Alimatu Dimonekene, originally from a privileged family in Sierra Leone, experienced female genital mutilation (FGM) as a teenager. She remained silent for two decades, before breaking her silence at an event hosted by the British government in 2014. Since then, Alimatu has continued to speak to and work with parliaments and governments, health services and organisations across the world to raise awareness on FGM and child and early marriage, and forced marriage. She believes that with enough support and awareness, activists can end FGM “in our generation.”

Emily Davison

Emily Davison is perhaps the most famous suffragette, one of thousands of women who fought for female suffrage. Everyone has heard of Davison, largely due to her death: in June 1913, in a bid to draw attention to her cause, Davison threw herself under King George V’s racehorse at the Epsom Derby. It is unclear whether her death was intentional, but her dedication to democratic equality was unwavering. The year before her death, Davison quit her job as a teacher to focus solely on her activism. We  have her and her fellow suffragettes to thank for the vote today.
——————————
EXERCISE: Can you output the part of the activist profiles that begins at "Emily Davison is" and stops after "the vote today.", copied word for word?

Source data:
——————————
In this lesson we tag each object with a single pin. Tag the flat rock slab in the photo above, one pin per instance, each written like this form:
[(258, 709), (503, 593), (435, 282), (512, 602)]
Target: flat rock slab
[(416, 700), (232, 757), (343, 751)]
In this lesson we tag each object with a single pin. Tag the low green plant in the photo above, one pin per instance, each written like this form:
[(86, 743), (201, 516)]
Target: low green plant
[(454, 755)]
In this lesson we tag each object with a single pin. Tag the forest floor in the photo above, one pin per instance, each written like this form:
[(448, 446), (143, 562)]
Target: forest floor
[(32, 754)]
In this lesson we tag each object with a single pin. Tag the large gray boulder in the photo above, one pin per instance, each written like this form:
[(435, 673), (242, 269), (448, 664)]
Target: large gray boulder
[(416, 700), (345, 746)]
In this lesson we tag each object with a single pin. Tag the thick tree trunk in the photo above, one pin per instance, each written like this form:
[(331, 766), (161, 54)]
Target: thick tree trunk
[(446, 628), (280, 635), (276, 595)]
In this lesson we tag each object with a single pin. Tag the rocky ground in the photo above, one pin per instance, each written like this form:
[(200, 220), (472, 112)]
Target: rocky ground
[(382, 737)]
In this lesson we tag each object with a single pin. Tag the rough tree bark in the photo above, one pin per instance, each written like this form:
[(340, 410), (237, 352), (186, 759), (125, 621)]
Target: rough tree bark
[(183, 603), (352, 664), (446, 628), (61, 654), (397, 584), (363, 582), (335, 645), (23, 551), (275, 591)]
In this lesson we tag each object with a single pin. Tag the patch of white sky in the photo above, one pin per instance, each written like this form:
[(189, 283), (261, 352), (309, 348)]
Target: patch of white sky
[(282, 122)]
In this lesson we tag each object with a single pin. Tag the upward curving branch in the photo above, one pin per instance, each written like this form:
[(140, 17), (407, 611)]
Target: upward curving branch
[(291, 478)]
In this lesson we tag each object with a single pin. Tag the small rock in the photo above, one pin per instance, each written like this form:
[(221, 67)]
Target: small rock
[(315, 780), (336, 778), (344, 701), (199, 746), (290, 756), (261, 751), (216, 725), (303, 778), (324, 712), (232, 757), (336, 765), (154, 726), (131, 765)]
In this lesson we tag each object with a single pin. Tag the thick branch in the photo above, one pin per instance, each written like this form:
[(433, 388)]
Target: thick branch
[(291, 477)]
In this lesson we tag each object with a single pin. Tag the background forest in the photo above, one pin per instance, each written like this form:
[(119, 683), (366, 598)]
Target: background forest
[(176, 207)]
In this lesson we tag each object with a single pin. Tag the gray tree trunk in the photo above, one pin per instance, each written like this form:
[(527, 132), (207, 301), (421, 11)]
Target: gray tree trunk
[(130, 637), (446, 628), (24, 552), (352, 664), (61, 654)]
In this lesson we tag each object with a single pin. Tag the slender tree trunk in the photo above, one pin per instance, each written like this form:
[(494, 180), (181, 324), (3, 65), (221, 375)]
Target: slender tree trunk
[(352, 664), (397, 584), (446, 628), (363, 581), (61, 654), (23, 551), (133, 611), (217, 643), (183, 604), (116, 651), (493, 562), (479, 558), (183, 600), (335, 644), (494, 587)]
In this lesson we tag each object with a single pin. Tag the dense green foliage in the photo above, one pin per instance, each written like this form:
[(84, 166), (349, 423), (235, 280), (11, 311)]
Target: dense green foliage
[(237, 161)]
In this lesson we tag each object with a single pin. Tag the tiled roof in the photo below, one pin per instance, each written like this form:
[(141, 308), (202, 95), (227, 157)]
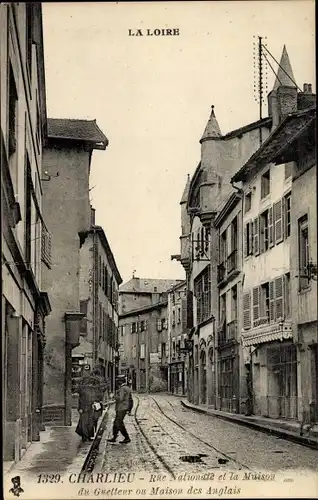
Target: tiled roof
[(289, 129), (148, 285), (77, 130)]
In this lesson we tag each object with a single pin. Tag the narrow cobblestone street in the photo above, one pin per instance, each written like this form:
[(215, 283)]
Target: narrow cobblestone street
[(164, 436)]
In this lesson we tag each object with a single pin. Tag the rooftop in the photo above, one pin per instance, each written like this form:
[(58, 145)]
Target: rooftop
[(77, 130)]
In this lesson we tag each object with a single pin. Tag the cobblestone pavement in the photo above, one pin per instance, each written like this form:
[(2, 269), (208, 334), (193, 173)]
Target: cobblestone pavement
[(164, 436)]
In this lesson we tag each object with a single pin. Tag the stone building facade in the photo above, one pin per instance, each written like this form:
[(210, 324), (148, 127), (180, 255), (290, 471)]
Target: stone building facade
[(99, 283), (66, 168), (25, 239)]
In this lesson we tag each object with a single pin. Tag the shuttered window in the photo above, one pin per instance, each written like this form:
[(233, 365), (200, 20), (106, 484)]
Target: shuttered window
[(271, 234), (256, 236), (256, 305), (271, 301), (278, 221), (279, 297), (247, 310)]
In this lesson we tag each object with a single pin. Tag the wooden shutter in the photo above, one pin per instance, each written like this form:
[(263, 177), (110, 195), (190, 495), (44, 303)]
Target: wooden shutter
[(189, 309), (245, 241), (271, 301), (278, 221), (256, 236), (247, 310), (271, 236), (256, 305), (279, 297)]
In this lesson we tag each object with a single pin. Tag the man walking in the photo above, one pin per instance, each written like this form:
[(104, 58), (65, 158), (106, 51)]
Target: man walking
[(124, 404)]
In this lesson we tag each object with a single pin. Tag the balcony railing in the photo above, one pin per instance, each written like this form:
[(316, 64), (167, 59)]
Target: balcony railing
[(231, 330)]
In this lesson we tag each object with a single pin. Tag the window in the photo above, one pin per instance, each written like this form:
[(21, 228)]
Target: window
[(287, 294), (287, 206), (248, 239), (13, 108), (264, 303), (232, 258), (28, 203), (234, 303), (303, 252), (278, 221), (264, 232), (163, 349), (28, 25), (247, 310), (207, 238), (223, 248), (179, 314), (288, 170), (247, 202), (142, 351), (265, 184), (202, 287)]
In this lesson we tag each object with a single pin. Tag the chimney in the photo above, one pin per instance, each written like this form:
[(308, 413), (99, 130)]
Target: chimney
[(306, 99)]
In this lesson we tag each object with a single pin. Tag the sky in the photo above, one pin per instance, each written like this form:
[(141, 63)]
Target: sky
[(152, 97)]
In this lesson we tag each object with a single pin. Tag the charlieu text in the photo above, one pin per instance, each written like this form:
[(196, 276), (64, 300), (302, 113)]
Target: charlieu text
[(155, 32)]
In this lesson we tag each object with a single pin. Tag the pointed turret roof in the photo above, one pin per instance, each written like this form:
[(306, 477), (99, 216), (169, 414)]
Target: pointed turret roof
[(212, 128), (184, 198), (285, 76)]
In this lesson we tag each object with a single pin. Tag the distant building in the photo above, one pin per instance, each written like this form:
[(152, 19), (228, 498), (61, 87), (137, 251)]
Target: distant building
[(143, 339), (230, 379), (25, 248), (66, 167), (177, 331), (99, 282), (280, 235)]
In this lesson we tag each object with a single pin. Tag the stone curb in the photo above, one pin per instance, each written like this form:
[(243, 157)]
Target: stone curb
[(291, 436)]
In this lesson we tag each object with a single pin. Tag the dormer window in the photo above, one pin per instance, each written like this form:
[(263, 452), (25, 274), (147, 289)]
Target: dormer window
[(248, 202)]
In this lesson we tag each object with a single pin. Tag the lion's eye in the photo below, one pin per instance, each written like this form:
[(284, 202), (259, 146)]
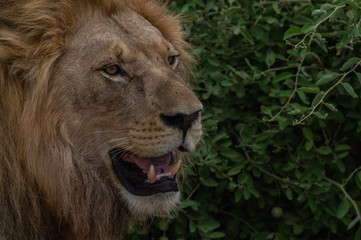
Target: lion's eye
[(172, 60), (113, 70)]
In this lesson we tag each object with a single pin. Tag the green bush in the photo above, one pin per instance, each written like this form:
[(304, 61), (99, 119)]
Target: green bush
[(281, 153)]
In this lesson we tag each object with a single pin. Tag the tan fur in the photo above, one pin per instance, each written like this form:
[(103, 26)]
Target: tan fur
[(60, 113)]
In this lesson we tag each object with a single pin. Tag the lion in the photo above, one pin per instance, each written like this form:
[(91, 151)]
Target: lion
[(96, 111)]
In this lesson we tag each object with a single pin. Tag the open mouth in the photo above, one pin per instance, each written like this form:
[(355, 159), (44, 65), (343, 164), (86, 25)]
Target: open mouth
[(145, 176)]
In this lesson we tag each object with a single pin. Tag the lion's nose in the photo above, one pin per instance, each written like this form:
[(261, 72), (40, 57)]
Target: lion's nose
[(180, 120)]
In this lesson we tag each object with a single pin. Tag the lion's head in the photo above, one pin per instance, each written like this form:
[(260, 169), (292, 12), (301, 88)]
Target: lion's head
[(103, 110)]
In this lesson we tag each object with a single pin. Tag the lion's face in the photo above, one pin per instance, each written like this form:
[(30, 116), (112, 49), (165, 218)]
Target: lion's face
[(129, 108)]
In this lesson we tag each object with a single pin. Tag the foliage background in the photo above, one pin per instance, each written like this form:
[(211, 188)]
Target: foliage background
[(280, 158)]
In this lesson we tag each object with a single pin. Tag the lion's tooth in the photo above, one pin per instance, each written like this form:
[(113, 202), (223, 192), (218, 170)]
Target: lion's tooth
[(151, 174), (175, 167)]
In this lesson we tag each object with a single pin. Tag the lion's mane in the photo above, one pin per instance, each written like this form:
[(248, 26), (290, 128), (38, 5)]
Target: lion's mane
[(33, 35)]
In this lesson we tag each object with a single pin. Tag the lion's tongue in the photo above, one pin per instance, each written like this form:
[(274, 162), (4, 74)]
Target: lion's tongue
[(155, 167)]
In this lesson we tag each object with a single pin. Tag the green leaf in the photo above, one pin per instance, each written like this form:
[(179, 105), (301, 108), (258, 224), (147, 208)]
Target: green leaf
——————————
REPLY:
Emily Davison is perhaps the most famous suffragette, one of thousands of women who fought for female suffrage. Everyone has heard of Davison, largely due to her death: in June 1913, in a bid to draw attention to her cause, Davison threw herself under King George V’s racehorse at the Epsom Derby. It is unclear whether her death was intentional, but her dedication to democratic equality was unwavering. The year before her death, Davison quit her job as a teacher to focus solely on her activism. We  have her and her fellow suffragettes to thank for the vote today.